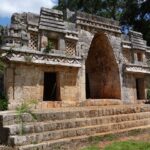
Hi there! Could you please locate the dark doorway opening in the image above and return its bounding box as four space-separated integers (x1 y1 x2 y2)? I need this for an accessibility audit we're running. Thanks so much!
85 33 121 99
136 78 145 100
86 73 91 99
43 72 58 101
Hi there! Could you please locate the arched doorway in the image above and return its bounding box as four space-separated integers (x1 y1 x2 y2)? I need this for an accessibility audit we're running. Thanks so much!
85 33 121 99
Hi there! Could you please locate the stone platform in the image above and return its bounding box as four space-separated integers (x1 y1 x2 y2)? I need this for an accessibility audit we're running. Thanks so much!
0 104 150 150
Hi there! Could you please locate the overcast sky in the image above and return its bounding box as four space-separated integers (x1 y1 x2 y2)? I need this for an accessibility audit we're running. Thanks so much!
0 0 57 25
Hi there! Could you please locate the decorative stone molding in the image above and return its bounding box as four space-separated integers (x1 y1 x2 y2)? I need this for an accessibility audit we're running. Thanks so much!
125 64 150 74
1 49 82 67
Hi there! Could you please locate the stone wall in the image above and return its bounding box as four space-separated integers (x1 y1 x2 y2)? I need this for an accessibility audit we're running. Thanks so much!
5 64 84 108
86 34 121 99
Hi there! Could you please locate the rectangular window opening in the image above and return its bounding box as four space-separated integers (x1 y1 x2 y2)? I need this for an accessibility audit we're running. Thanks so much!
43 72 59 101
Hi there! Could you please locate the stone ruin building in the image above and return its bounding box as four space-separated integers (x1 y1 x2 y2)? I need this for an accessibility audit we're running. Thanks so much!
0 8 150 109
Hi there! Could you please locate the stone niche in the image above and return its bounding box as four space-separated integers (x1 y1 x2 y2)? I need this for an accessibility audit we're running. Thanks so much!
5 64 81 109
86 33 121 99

######

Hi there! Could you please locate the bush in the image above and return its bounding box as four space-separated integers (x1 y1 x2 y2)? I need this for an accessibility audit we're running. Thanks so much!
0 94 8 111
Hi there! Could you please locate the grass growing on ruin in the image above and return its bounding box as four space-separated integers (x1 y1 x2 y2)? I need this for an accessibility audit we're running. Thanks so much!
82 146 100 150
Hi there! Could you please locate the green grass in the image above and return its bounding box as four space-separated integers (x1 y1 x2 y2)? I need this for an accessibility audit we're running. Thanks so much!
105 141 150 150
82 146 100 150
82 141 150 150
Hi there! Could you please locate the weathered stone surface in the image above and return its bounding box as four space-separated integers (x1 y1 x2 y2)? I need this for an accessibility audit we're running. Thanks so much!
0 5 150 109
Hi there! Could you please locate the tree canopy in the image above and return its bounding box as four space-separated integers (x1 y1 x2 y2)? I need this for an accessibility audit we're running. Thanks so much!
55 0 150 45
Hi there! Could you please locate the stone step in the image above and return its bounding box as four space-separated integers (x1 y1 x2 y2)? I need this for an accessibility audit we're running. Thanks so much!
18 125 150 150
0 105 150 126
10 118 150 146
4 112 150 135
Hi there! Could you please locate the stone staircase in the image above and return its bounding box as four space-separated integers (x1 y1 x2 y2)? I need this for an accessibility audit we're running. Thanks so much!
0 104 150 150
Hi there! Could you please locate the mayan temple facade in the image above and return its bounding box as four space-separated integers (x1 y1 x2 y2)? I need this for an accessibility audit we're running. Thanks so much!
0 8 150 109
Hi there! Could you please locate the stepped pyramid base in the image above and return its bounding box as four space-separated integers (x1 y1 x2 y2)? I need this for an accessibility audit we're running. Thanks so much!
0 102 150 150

######

## Written instruction
Rewrite the entries from the line with "Hi there! Could you please locate the tree" to the line with "55 0 150 45", swapping "tree canopy" for "forest canopy" and leaving every other word unchanged.

## Written solution
Hi there! Could you please locate the forest canopy in the image above and return its bounding box as four space-separated integers (x1 y1 x2 y2)? I need this for an accessibility audit we're running. Thanks so much!
55 0 150 45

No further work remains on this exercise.